— start of Text excerpt —

Roasted peppers give the hummus its distinctive sweet, smoky flavor and vibrant red color. Roasting fresh peppers concentrates sugars and introduces charred notes that balance the tahini and lemon. - Tahini (sesame seed paste) — 1/3 cup (80 g).
Tahini creates the signature nutty richness and stabilizes the emulsion for a silky mouthfeel. If you have a sesame allergy, substitute sunflower seed butter but expect a different flavor. - Fresh lemon juice — 3 tablespoons (45 ml).
Lemon brightens and balances the richness of tahini and olive oil and enhances overall flavor. - Garlic — 2 medium cloves (6–8 g), minced.
Raw garlic provides pungent depth; for a milder profile use roasted garlic. - Extra-virgin olive oil — 2 tablespoons (30 ml) blended in, plus extra for serving.
Olive oil enriches texture and adds healthy monounsaturated fats. For lower-calorie versions, reduce oil to 1 tablespoon or omit and rely on ice water and tahini. - Ground cumin — 1/2 teaspoon (1.5 g).
Cumin adds an earthy warmth that complements the peppers. - Smoked paprika — 1/2 teaspoon (1.5 g), optional.
Smoked paprika intensifies the smoky dimension without additional charring. - Sea salt — 3/4 to 1 teaspoon (4–5 g), adjusted to taste.

— end of Text excerpt —

Problems to work on ::
A. Does the hummus ingredients text agree with each statement? (i) Sunflower seed butter can replace tahini with no change in flavor. (ii) Roasted garlic gives a milder profile than raw garlic. (iii) Smoked paprika is listed as optional.
B. Can you write out every one of the pointing rows below again, switching "island with trees" to "sandbar" and leaving everything else the same?

— start of Data extract —

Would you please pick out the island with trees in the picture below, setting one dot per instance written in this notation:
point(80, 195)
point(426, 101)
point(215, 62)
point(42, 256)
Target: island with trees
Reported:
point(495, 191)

— end of Data extract —

Solutions to the tasks ::
A.
(i) No: "substitute sunflower seed butter but expect a different flavor"
(ii) Yes: "for a milder profile use roasted garlic"
(iii) Yes: "Smoked paprika — 1/2 teaspoon (1.5 g), optional"

B.
Would you please pick out the sandbar in the picture below, setting one dot per instance written in this notation:
point(80, 195)
point(426, 101)
point(215, 62)
point(42, 256)
Target: sandbar
Reported:
point(495, 191)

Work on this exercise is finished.